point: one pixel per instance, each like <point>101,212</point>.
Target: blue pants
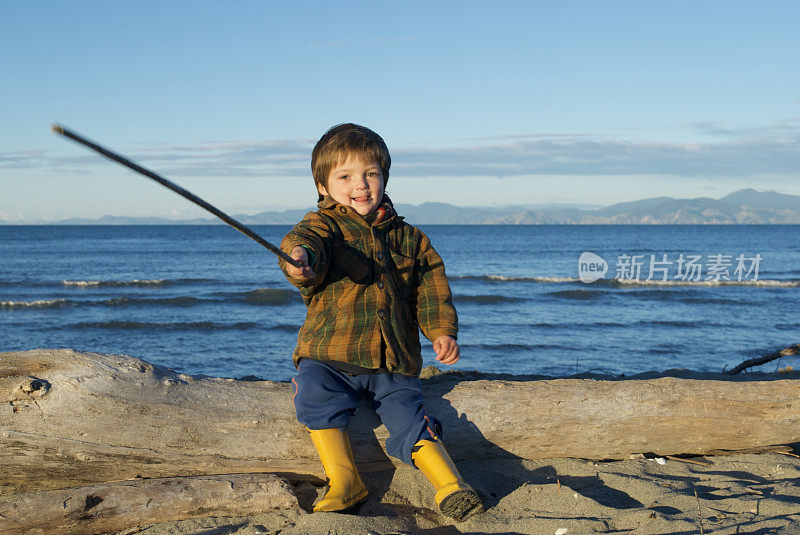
<point>325,398</point>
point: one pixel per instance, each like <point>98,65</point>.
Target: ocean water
<point>206,300</point>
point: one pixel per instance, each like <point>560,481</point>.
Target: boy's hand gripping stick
<point>177,189</point>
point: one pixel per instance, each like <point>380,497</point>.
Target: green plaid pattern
<point>376,286</point>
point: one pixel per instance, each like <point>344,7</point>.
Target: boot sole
<point>461,505</point>
<point>354,504</point>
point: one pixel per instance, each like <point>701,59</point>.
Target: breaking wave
<point>39,303</point>
<point>99,284</point>
<point>766,283</point>
<point>176,326</point>
<point>486,299</point>
<point>508,278</point>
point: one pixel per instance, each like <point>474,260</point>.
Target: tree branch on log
<point>791,350</point>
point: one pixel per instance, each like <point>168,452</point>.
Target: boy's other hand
<point>447,351</point>
<point>305,273</point>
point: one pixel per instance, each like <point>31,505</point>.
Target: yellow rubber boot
<point>345,488</point>
<point>454,497</point>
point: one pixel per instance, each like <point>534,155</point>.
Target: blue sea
<point>206,300</point>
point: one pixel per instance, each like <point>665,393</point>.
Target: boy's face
<point>357,184</point>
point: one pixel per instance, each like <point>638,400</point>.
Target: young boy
<point>370,282</point>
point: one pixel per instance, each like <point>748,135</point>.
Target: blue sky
<point>480,103</point>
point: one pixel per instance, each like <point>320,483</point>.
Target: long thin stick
<point>177,189</point>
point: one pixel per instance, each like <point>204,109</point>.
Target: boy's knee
<point>321,399</point>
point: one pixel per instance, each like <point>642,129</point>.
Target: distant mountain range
<point>746,206</point>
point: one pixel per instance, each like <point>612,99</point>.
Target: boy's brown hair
<point>345,140</point>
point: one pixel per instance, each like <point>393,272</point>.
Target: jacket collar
<point>385,212</point>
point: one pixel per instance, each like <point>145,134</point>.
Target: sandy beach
<point>735,494</point>
<point>70,422</point>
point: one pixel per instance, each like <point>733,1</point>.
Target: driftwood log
<point>91,426</point>
<point>119,505</point>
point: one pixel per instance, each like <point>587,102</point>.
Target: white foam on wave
<point>39,303</point>
<point>508,278</point>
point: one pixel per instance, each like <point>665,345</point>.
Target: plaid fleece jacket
<point>374,282</point>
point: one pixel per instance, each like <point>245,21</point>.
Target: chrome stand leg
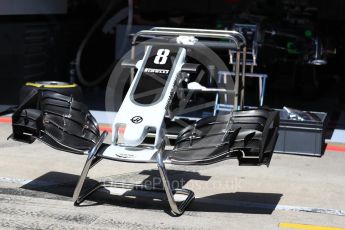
<point>175,208</point>
<point>91,161</point>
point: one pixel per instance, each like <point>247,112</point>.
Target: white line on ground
<point>235,203</point>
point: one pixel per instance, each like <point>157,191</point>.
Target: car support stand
<point>94,157</point>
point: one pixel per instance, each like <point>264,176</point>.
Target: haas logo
<point>137,119</point>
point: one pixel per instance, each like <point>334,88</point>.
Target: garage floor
<point>37,182</point>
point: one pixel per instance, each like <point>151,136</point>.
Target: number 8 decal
<point>162,56</point>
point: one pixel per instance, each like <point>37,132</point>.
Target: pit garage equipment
<point>246,135</point>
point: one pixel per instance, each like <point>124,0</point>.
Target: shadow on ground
<point>62,185</point>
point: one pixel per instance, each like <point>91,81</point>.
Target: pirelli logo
<point>150,70</point>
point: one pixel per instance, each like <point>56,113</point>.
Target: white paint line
<point>16,181</point>
<point>231,203</point>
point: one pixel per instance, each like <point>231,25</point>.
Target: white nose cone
<point>134,135</point>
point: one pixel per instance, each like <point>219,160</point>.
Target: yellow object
<point>50,86</point>
<point>307,227</point>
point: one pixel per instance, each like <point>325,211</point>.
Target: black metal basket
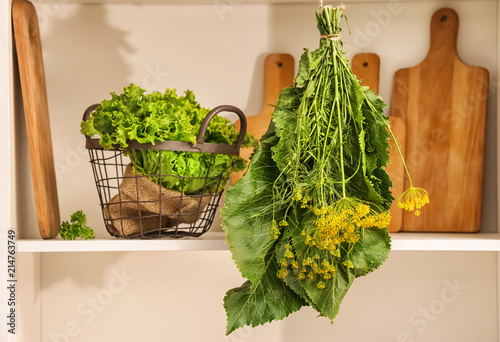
<point>133,206</point>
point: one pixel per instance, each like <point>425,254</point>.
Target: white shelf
<point>231,3</point>
<point>214,241</point>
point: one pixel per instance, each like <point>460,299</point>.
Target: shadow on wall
<point>82,49</point>
<point>85,58</point>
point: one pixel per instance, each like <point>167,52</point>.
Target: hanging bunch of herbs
<point>312,211</point>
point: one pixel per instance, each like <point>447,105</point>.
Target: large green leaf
<point>247,214</point>
<point>261,302</point>
<point>371,251</point>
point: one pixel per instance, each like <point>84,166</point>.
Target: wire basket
<point>135,206</point>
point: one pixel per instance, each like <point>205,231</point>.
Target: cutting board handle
<point>444,33</point>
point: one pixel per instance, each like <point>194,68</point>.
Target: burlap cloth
<point>141,204</point>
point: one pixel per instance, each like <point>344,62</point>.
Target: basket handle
<point>89,110</point>
<point>217,110</point>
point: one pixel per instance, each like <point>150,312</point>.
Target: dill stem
<point>337,107</point>
<point>400,154</point>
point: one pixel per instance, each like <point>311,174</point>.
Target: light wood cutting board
<point>31,71</point>
<point>444,103</point>
<point>366,66</point>
<point>278,73</point>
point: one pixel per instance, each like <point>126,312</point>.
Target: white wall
<point>91,50</point>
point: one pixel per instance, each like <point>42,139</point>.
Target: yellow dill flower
<point>297,194</point>
<point>274,232</point>
<point>282,273</point>
<point>348,263</point>
<point>413,199</point>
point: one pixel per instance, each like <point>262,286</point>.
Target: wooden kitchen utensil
<point>366,66</point>
<point>31,71</point>
<point>444,103</point>
<point>278,74</point>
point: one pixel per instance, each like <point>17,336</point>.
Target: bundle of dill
<point>311,213</point>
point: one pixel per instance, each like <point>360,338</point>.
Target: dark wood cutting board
<point>444,103</point>
<point>31,71</point>
<point>366,66</point>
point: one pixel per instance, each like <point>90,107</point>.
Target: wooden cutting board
<point>444,103</point>
<point>31,71</point>
<point>278,73</point>
<point>366,66</point>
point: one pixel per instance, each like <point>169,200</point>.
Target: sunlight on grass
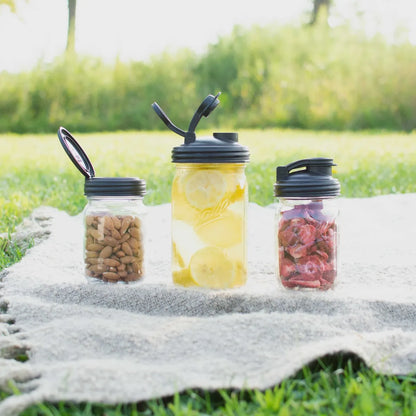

- - -

Task goal. Would you retype every record above exactly, leaving out the pictures?

Expected answer.
point: one pixel per instance, each like <point>101,212</point>.
Target: blue pants
<point>325,398</point>
point: one pixel per instance, each like <point>98,65</point>.
Target: ocean water
<point>206,300</point>
point: one pixel per instance, each like <point>560,481</point>.
Target: boy's hand gripping stick
<point>177,189</point>
point: one pixel per instance, each like <point>380,497</point>.
Target: green plaid pattern
<point>376,286</point>
point: one pixel per instance, each like <point>344,7</point>.
Target: boot sole
<point>461,505</point>
<point>354,504</point>
point: one pixel per instance, each like <point>701,59</point>.
Target: breaking wave
<point>39,303</point>
<point>99,284</point>
<point>766,283</point>
<point>176,326</point>
<point>486,299</point>
<point>508,278</point>
point: one pixel per instance, each like <point>474,260</point>.
Target: tree branch on log
<point>791,350</point>
point: one pixel per instance, each like <point>168,452</point>.
Target: boy's other hand
<point>447,351</point>
<point>305,273</point>
point: one pixel per instance, each like <point>31,505</point>.
Target: yellow rubber boot
<point>345,488</point>
<point>454,497</point>
point: one pixel per instance, each like <point>534,155</point>.
Target: blue sea
<point>206,300</point>
point: one pixel per instance, each like <point>665,393</point>.
Target: boy's face
<point>357,184</point>
point: one pixel per instance, each like <point>638,400</point>.
Target: young boy
<point>370,282</point>
point: one pixel per instance, each like <point>748,135</point>.
Target: blue sky
<point>480,103</point>
point: one pixel per instance, each like <point>320,483</point>.
Target: long thin stick
<point>177,189</point>
point: one pixel per instance, each like <point>204,109</point>.
Target: boy's knee
<point>321,399</point>
point: one pixel per instance, each like <point>642,129</point>.
Target: distant mountain range
<point>746,206</point>
point: one pixel per instance, each like <point>612,99</point>.
Target: boy's brown hair
<point>345,140</point>
point: one pixel per instance, each like <point>393,272</point>.
Target: jacket collar
<point>385,212</point>
point: one pixel per instance, each like <point>145,134</point>.
Target: sandy beach
<point>735,494</point>
<point>70,422</point>
point: one pixel per instance, each like <point>733,1</point>.
Target: driftwood log
<point>91,426</point>
<point>119,505</point>
point: one pixel per instance, each like <point>587,102</point>.
Target: white foam on wave
<point>39,303</point>
<point>508,278</point>
point: one pixel per instance, each like <point>665,345</point>.
Target: plaid fleece jacket
<point>374,282</point>
point: one pixel per instance, each like <point>245,21</point>.
Target: chrome stand leg
<point>175,208</point>
<point>91,161</point>
point: one pixel per instance, each like <point>247,112</point>.
Target: white line on ground
<point>235,203</point>
point: one pixel per instance, each like <point>157,191</point>.
Target: car support stand
<point>94,157</point>
point: one pixel per instance, each like <point>264,176</point>.
Target: haas logo
<point>137,119</point>
point: one pixel per instance, each like <point>334,88</point>.
Target: garage floor
<point>37,182</point>
point: one pixel per instance, each like <point>151,136</point>.
Target: number 8 decal
<point>162,56</point>
point: one pixel per instance, each like <point>37,132</point>.
Target: pit garage equipment
<point>246,135</point>
point: one pixel per instance, each like <point>124,0</point>.
Target: shadow on ground
<point>62,185</point>
point: one pixel per instance, each like <point>91,81</point>.
Target: pirelli logo
<point>150,70</point>
point: one pixel per instance, each like <point>56,113</point>.
Target: white paint line
<point>16,181</point>
<point>231,203</point>
point: one pixel per instance, each like <point>231,25</point>.
Target: white nose cone
<point>134,135</point>
point: one pixel per instance, each like <point>219,160</point>.
Target: yellow object
<point>50,86</point>
<point>307,227</point>
point: one pixel per instance, each like <point>325,211</point>.
Target: black metal basket
<point>133,206</point>
point: one pixel per instance, each like <point>425,254</point>.
Target: white shelf
<point>231,3</point>
<point>214,241</point>
point: one pixel per instance, each like <point>460,299</point>.
Target: shadow on wall
<point>82,49</point>
<point>85,58</point>
point: one pixel per instance, each like <point>167,52</point>.
Target: hanging bunch of herbs
<point>312,211</point>
point: one pixel per instance, each like <point>447,105</point>.
Target: large green leaf
<point>247,214</point>
<point>261,302</point>
<point>371,251</point>
point: one pixel per instance, each like <point>84,166</point>.
Target: wire basket
<point>135,206</point>
point: one pixel per instance, each like <point>205,231</point>.
Target: cutting board handle
<point>444,33</point>
point: one pixel per instance, each like <point>194,68</point>.
Target: burlap cloth
<point>141,204</point>
point: one pixel per instance, each like <point>344,62</point>.
Target: basket handle
<point>89,110</point>
<point>217,110</point>
point: one pixel per instance, each like <point>150,312</point>.
Target: dill stem
<point>337,107</point>
<point>400,154</point>
point: one pixel per instance, each like <point>311,174</point>.
Target: light wood cutting board
<point>31,71</point>
<point>444,103</point>
<point>366,66</point>
<point>278,73</point>
point: one pixel per instance, each like <point>126,312</point>.
Target: white wall
<point>91,50</point>
point: one pixel per instance, each like <point>42,139</point>.
Target: yellow dill flower
<point>297,194</point>
<point>274,232</point>
<point>282,273</point>
<point>348,263</point>
<point>413,199</point>
point: one pixel per instance, each like <point>262,286</point>.
Target: wooden kitchen utensil
<point>366,66</point>
<point>31,71</point>
<point>444,103</point>
<point>278,74</point>
point: one pixel per instance, each like <point>17,336</point>.
Target: bundle of dill
<point>311,213</point>
point: one pixel per instance, each like <point>360,338</point>.
Target: dark wood cutting board
<point>444,103</point>
<point>31,71</point>
<point>366,66</point>
point: one pixel per instance, each like <point>90,107</point>.
Target: wooden cutting board
<point>444,103</point>
<point>31,71</point>
<point>278,73</point>
<point>366,66</point>
point: one pixel per instance, each like <point>169,200</point>.
Target: sunlight on grass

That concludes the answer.